Passage to read:
Work was somewhat fun...

There's this co-worker (John), I mentioned before, my flirtatious one. It's subtle. VERY subtle. But it's there and I am sure we both feel it.

I'm pretty sure there's a hook-up in our future.

Tonight he invited me out with 'the gang' - a big step for him. I was excited and raring to go. When I got off, I sat to chat with another co-worker (Kayla) and my night took a turn.

Kayla is 19 and I've always liked her. We started talking innocently enough and before I knew it - 5 hours had passed. We sat on the restaurant patio and talked for 5 HOURS. When I spoke of Jeff, there were times that her eyes filled with tears. Kayla understood...whether from experience or empathy - she understood it.

I never made it to my 'date' which I imagine will puzzle John even more. When he asks me, I will give him the same answer he once gave me. Only better. I will step close to him, look him in the eye and smile just a little and say, "Because I knew what would happen if I went..." and then one final look before I walk away with a smile.

I've missed flirting.

The good thing is - no Jeff tonight. I did chat in IMs with him today. It was easy to talk to Kayla about it all and know she really did understand me. I'm home now and I don't feel that same 'pull' to Jeff.

Prompt: Render this sentence from the journal entry above in Spanish: "We sat on the restaurant patio and talked for 5 HOURS."

Dataset rows:
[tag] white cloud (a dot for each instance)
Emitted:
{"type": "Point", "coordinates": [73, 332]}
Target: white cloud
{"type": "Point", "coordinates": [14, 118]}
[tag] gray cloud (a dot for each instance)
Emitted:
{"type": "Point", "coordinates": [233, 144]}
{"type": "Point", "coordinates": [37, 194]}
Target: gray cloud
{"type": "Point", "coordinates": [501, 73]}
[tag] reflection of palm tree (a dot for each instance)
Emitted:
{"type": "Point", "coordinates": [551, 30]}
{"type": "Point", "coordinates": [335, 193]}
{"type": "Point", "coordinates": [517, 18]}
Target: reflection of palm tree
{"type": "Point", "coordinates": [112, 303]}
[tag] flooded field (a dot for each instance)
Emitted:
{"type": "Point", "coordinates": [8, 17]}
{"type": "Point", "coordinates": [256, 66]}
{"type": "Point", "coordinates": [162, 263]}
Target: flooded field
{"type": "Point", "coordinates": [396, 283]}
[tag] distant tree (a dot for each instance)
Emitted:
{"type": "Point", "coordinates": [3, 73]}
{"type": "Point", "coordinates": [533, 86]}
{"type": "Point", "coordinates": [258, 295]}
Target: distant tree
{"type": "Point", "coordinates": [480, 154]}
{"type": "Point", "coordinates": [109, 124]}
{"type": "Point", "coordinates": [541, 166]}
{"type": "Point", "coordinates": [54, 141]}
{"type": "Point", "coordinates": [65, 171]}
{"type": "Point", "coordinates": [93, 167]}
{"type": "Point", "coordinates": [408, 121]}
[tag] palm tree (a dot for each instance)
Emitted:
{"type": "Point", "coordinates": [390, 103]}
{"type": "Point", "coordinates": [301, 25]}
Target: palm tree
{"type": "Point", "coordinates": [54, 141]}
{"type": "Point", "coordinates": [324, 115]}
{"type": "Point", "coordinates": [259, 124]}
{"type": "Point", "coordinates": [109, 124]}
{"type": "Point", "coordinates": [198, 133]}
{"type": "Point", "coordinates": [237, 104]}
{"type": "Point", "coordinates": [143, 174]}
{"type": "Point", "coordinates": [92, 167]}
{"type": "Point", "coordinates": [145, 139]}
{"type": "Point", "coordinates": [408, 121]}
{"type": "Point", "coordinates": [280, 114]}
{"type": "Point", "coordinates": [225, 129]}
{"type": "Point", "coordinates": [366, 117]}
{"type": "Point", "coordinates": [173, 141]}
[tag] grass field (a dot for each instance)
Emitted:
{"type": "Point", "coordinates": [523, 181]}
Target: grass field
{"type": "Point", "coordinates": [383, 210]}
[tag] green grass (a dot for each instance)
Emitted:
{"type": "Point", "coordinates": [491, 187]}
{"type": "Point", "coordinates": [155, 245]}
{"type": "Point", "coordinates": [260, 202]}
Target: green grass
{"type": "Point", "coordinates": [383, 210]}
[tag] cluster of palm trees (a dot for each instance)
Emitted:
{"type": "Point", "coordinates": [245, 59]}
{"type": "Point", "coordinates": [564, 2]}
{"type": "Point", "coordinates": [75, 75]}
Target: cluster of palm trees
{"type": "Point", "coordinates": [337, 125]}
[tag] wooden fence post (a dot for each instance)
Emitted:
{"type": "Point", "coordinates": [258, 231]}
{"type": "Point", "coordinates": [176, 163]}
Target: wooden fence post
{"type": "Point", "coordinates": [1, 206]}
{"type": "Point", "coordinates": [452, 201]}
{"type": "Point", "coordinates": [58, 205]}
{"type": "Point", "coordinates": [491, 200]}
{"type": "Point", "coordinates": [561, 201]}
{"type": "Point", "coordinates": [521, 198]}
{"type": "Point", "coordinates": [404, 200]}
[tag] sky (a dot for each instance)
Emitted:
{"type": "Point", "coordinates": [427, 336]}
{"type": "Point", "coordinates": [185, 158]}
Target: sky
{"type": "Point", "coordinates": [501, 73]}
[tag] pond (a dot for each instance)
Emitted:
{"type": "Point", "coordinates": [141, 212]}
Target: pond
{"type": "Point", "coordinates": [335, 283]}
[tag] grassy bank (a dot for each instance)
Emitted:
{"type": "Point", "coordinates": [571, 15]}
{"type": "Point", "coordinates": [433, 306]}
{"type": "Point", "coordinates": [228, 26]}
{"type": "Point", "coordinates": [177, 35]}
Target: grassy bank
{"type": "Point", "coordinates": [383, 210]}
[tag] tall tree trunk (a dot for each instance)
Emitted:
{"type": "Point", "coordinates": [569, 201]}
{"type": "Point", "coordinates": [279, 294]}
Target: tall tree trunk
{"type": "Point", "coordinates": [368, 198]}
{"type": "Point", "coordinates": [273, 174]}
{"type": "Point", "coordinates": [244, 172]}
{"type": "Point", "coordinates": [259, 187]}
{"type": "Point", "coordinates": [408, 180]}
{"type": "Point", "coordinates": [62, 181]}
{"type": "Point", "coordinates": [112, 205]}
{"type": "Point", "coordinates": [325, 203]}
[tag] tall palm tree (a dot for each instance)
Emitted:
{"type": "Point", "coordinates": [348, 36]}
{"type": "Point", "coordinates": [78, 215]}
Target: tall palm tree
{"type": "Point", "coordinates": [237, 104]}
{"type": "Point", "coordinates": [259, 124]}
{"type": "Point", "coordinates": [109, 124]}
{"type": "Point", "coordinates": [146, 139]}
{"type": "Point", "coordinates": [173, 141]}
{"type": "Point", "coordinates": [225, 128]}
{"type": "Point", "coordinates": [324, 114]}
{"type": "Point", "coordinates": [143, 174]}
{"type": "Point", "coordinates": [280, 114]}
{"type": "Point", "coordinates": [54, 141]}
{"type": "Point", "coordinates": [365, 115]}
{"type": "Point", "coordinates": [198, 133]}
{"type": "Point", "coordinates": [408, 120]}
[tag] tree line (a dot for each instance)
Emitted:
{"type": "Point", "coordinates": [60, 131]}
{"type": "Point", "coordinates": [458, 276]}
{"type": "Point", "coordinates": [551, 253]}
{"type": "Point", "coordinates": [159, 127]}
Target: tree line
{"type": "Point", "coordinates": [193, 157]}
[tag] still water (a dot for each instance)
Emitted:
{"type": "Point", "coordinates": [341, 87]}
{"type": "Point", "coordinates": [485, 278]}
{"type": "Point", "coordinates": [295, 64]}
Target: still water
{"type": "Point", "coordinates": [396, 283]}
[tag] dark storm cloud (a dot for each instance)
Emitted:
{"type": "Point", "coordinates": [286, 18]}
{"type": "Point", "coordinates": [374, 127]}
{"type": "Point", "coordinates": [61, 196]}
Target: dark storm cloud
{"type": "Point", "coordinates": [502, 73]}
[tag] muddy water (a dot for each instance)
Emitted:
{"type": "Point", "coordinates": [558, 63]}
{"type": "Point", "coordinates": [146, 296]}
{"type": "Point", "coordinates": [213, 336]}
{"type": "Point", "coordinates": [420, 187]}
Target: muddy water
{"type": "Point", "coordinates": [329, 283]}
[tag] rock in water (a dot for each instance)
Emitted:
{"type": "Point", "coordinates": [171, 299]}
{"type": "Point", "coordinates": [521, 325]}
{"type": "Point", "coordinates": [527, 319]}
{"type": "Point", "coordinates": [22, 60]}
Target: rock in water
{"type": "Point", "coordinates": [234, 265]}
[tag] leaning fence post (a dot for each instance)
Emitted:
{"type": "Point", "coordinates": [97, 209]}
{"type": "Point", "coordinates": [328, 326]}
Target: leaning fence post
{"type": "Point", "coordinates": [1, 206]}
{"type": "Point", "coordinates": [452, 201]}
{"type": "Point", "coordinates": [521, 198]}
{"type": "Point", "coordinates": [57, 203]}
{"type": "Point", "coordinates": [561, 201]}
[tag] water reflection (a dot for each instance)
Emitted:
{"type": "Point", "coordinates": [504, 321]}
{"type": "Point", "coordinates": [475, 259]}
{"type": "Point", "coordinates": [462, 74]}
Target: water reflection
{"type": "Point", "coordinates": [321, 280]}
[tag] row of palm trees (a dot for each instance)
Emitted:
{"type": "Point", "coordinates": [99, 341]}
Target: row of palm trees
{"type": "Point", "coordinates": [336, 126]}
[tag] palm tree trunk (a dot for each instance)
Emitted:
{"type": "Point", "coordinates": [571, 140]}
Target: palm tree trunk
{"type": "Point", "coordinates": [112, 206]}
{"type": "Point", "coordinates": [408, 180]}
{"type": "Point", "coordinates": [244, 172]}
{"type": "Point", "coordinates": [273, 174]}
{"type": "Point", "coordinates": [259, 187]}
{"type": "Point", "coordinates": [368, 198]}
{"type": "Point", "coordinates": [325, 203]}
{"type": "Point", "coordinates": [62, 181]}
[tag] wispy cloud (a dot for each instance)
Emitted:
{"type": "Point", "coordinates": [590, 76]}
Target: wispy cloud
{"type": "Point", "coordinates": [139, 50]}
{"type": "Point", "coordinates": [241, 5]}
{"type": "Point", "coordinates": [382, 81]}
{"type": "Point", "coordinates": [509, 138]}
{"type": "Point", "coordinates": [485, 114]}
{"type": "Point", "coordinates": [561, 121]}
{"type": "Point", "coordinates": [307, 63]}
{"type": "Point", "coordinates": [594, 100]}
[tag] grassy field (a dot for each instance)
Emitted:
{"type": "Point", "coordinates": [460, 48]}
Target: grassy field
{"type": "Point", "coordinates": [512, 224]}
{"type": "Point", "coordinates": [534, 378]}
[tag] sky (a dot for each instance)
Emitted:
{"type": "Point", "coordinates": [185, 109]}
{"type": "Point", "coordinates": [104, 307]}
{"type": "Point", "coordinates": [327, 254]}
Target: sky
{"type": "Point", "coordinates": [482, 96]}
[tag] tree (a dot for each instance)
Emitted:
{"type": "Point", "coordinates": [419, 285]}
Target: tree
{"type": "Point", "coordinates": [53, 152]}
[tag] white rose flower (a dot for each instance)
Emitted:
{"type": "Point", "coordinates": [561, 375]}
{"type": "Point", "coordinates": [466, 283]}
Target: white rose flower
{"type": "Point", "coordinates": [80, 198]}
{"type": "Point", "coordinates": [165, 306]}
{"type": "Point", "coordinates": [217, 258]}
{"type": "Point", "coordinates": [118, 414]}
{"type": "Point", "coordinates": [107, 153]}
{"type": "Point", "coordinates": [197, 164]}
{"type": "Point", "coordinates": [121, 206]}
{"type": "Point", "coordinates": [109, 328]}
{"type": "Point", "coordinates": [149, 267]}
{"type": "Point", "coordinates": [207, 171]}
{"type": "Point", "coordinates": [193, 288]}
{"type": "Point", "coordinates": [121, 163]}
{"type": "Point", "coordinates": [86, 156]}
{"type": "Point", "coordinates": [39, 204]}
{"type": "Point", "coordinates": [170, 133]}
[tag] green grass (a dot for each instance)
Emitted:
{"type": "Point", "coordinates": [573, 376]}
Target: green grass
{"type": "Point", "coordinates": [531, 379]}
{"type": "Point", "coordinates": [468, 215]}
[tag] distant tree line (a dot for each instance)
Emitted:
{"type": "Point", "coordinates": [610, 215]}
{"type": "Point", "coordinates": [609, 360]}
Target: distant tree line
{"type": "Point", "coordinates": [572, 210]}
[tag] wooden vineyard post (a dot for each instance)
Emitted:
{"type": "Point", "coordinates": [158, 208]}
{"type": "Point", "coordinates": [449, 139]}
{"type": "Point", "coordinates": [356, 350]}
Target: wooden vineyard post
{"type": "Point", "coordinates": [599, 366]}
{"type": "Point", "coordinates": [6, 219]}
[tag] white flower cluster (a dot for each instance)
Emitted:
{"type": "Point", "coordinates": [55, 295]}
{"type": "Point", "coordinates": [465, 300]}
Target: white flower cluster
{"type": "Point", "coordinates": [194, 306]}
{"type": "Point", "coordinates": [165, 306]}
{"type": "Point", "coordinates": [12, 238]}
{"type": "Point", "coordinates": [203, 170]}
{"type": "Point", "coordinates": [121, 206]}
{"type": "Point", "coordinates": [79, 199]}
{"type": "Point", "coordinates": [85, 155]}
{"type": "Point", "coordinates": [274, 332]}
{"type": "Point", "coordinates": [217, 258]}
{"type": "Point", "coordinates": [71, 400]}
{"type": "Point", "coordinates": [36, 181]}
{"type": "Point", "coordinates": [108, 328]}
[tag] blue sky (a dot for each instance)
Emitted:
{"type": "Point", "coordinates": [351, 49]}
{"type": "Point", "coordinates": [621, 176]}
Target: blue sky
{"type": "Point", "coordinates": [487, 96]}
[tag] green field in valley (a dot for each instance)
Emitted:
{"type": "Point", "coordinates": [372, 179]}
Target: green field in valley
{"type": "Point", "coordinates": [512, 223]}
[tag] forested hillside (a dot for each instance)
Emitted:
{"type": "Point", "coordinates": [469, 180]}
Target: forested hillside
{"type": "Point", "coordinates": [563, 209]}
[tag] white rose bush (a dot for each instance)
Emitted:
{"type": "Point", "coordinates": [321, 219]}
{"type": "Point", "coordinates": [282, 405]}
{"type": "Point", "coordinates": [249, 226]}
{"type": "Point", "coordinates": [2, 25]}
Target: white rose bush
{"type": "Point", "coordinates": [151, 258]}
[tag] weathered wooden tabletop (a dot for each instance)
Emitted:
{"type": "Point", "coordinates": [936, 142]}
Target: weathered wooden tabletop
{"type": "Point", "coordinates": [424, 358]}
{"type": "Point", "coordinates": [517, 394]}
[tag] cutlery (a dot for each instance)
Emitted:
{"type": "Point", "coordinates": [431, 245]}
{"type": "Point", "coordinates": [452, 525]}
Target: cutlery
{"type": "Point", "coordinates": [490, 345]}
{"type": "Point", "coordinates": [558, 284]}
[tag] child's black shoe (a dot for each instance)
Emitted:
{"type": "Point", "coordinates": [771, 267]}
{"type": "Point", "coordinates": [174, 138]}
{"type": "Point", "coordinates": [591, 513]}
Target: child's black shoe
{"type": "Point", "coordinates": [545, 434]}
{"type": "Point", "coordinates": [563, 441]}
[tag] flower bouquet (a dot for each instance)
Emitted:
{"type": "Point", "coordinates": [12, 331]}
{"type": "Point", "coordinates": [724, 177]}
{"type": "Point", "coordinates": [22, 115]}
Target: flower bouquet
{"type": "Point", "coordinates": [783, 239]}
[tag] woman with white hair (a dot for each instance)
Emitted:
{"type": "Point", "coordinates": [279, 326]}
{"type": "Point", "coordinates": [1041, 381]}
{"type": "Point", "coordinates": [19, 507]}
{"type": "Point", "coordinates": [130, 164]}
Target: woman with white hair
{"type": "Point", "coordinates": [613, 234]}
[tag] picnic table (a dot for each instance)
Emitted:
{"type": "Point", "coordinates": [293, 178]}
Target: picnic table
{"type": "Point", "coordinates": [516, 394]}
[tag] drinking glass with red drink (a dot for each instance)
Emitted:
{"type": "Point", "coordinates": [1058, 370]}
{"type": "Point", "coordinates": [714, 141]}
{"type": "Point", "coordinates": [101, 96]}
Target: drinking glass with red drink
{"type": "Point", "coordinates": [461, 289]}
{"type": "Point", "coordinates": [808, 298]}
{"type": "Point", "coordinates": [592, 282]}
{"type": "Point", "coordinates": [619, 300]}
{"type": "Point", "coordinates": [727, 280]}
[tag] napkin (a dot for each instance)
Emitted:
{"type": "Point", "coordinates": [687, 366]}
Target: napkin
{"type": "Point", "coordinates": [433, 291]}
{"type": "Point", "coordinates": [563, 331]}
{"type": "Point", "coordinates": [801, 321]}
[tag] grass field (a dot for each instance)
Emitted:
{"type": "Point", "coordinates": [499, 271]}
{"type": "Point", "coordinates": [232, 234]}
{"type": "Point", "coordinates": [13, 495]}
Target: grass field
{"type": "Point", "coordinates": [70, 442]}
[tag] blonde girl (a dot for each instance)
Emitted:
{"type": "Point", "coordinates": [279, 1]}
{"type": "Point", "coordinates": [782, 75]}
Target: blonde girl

Output of the exercise: Nos sentamos en el patio del restaurante y hablamos durante 5 HORAS.